PASSAGE TO READ:
By Terry Painter, Mortgage Banker

Member of the Forbes Real Estate Council

 

CMBS Loan stands for Commercial Mortgage Backed Security Loan.  Also know as a conduit loan, these Commercial Real Estate loans are pooled with other loans with the same maturity and sold as mortgage backed security bonds to investors. CMBS loans have low rates and can be fixed for 5 or 10 years.

CMBS loans are quite popular at Apartment Loan Store because they are stated in nature in that they do not require tax returns. Furthermore, these loans do not require the high net worth and liquidity (cash) that most Commercial Real Estate Loans require.

CMBS Loan Guidelines

Loan Size:   $1,000,000 to $50,000

Term:  5 or 10 years

Amortization: 25 or 30 years

Purpose:  Purchase or Refinance.  No ground up construction

Property Type:  Multifamily, Retail, Office, Self Storage, Mobile Home Park, Industrial Warehouse, blanket residential rental properties of 5 or more.

Prepayment Penalty:  Yield Maintenance or Defeasance

Recourse:  Non Recourse

Net Worth Requirement:  Less than the loan size is ok

Post Closing Liquidity Requirement:  12 months mortgage payments

Minimum Credit Score:  660

Rates:  10 year Treasury yield plus 2.25% to 2.75%

Origination Fee:  1.00%

Other Loan Expenses:   Appraisal, Environmental Report, Property Condition Report, Legal and processing

To find out more please call one of our friendly loan specialists

 

About the CMBS Securitization Process

A CMBS lender might have between 3 and 8 securitizations annually. Importantly, all the loans that are inside the pool are held in what is called trust, and they serve for the purpose of collateral for the CMBS. For this type of securities, the secondary market is incredibly big, and it gives the commercial mortgage market lots of liquidity.

STORED DATA:
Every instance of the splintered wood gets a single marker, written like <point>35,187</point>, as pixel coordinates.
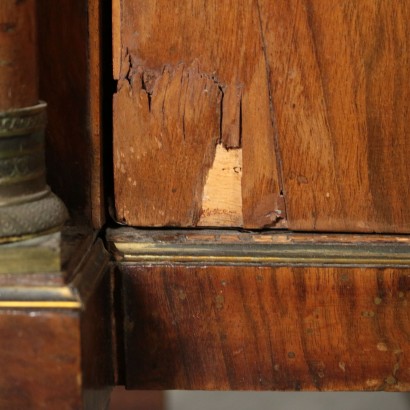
<point>262,114</point>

OBJECTIVE: Quote the CMBS loan text word for word, starting at "To find out" and ending at "lots of liquidity.".

CORRECT RESULT:
To find out more please call one of our friendly loan specialists

 

About the CMBS Securitization Process

A CMBS lender might have between 3 and 8 securitizations annually. Importantly, all the loans that are inside the pool are held in what is called trust, and they serve for the purpose of collateral for the CMBS. For this type of securities, the secondary market is incredibly big, and it gives the commercial mortgage market lots of liquidity.